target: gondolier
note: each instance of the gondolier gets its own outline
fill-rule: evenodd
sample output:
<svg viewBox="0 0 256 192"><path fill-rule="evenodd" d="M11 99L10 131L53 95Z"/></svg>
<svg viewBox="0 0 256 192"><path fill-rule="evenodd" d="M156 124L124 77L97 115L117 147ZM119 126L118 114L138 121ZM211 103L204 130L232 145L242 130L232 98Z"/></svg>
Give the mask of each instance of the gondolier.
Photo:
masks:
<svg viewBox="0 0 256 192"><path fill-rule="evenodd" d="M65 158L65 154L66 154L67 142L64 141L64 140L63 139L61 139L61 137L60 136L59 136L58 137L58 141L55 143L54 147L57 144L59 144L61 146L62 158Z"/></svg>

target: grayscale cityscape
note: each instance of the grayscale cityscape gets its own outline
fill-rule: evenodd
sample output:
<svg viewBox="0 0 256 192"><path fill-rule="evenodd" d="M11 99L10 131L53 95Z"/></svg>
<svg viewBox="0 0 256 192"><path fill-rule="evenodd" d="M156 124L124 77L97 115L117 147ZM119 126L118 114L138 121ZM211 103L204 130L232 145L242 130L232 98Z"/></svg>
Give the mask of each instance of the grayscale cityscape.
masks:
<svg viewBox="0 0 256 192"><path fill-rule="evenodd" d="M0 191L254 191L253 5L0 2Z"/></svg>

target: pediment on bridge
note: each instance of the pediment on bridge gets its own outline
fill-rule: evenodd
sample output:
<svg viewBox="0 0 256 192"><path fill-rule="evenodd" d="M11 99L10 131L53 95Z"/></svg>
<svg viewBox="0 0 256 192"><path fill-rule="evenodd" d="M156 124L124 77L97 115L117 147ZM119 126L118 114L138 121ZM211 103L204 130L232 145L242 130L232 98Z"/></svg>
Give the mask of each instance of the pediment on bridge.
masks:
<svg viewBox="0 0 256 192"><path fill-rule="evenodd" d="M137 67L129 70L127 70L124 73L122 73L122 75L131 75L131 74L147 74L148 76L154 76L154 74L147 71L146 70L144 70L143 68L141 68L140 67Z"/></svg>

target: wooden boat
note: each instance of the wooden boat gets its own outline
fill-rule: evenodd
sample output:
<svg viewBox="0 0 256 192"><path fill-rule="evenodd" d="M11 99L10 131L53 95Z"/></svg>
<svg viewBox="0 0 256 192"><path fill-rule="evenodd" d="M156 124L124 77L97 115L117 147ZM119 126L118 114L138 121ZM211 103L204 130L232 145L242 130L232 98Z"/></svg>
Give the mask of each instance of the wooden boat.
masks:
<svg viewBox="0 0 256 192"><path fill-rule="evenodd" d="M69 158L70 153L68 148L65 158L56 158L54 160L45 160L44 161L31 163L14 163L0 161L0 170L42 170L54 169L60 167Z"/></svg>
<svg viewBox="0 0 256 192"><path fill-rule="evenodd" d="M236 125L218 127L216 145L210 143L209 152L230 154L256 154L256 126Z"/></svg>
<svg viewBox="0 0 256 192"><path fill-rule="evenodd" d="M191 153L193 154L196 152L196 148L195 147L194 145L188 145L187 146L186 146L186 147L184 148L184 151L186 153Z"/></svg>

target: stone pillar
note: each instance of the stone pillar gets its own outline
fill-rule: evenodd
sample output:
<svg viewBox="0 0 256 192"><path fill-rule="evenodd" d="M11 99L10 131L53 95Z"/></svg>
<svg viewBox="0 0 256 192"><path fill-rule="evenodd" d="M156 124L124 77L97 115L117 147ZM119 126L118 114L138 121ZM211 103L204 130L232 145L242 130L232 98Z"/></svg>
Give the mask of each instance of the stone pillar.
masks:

◆ ◆ ◆

Work to be completed :: Reproduce all of the data above, character for character, with nothing added or left out.

Correct output ::
target: gondolier
note: each instance of the gondolier gets its own outline
fill-rule: evenodd
sample output:
<svg viewBox="0 0 256 192"><path fill-rule="evenodd" d="M11 99L10 131L53 95Z"/></svg>
<svg viewBox="0 0 256 192"><path fill-rule="evenodd" d="M156 124L124 77L97 115L117 147ZM119 126L118 114L138 121ZM211 103L204 130L232 145L242 130L232 98Z"/></svg>
Give the mask of each instance of the gondolier.
Photo:
masks:
<svg viewBox="0 0 256 192"><path fill-rule="evenodd" d="M65 158L65 154L66 154L67 142L64 141L64 140L63 139L61 139L61 137L60 136L59 136L58 137L58 141L55 143L54 147L57 144L59 144L61 146L62 158Z"/></svg>

target: grayscale cityscape
note: each instance of the grayscale cityscape gets its own outline
fill-rule: evenodd
sample output:
<svg viewBox="0 0 256 192"><path fill-rule="evenodd" d="M11 99L10 131L53 95Z"/></svg>
<svg viewBox="0 0 256 192"><path fill-rule="evenodd" d="M156 124L124 77L97 115L117 147ZM119 126L118 114L138 121ZM211 103L204 130L232 145L242 130L232 98Z"/></svg>
Give the mask of each instance of the grayscale cityscape.
masks:
<svg viewBox="0 0 256 192"><path fill-rule="evenodd" d="M0 191L254 191L253 5L0 2Z"/></svg>

target: pediment on bridge
note: each instance of the pediment on bridge gets its own outline
fill-rule: evenodd
sample output:
<svg viewBox="0 0 256 192"><path fill-rule="evenodd" d="M11 99L10 131L53 95Z"/></svg>
<svg viewBox="0 0 256 192"><path fill-rule="evenodd" d="M156 124L124 77L97 115L117 147ZM119 126L118 114L138 121ZM211 103L204 130L232 145L242 130L232 98Z"/></svg>
Give the mask of each instance of the pediment on bridge.
masks:
<svg viewBox="0 0 256 192"><path fill-rule="evenodd" d="M137 67L129 70L127 70L124 73L122 73L122 75L131 75L131 74L147 74L148 76L154 76L154 74L147 71L146 70L144 70L143 68L141 68L140 67Z"/></svg>

target: wooden boat
note: each instance of the wooden boat gets its own outline
fill-rule: evenodd
sample output:
<svg viewBox="0 0 256 192"><path fill-rule="evenodd" d="M11 99L10 131L53 95Z"/></svg>
<svg viewBox="0 0 256 192"><path fill-rule="evenodd" d="M156 124L124 77L97 115L117 147ZM119 126L118 114L138 121ZM211 103L204 130L232 145L242 130L232 98Z"/></svg>
Give the mask of each instance of the wooden boat.
masks:
<svg viewBox="0 0 256 192"><path fill-rule="evenodd" d="M69 158L70 153L68 148L65 158L56 158L54 160L45 160L44 161L31 163L14 163L0 161L0 170L42 170L54 169L60 167Z"/></svg>
<svg viewBox="0 0 256 192"><path fill-rule="evenodd" d="M236 125L218 127L216 145L210 143L209 152L230 154L256 154L256 126Z"/></svg>
<svg viewBox="0 0 256 192"><path fill-rule="evenodd" d="M191 153L193 154L196 152L196 148L195 147L194 145L188 145L187 146L186 146L186 147L184 148L184 151L186 153Z"/></svg>

target: stone pillar
note: each instance of the stone pillar gets its own outline
fill-rule: evenodd
sample output:
<svg viewBox="0 0 256 192"><path fill-rule="evenodd" d="M11 99L10 131L53 95Z"/></svg>
<svg viewBox="0 0 256 192"><path fill-rule="evenodd" d="M156 124L124 77L97 115L117 147ZM119 126L118 114L138 121ZM211 103L204 130L232 145L242 130L232 98Z"/></svg>
Give the mask of each instance of the stone pillar.
masks:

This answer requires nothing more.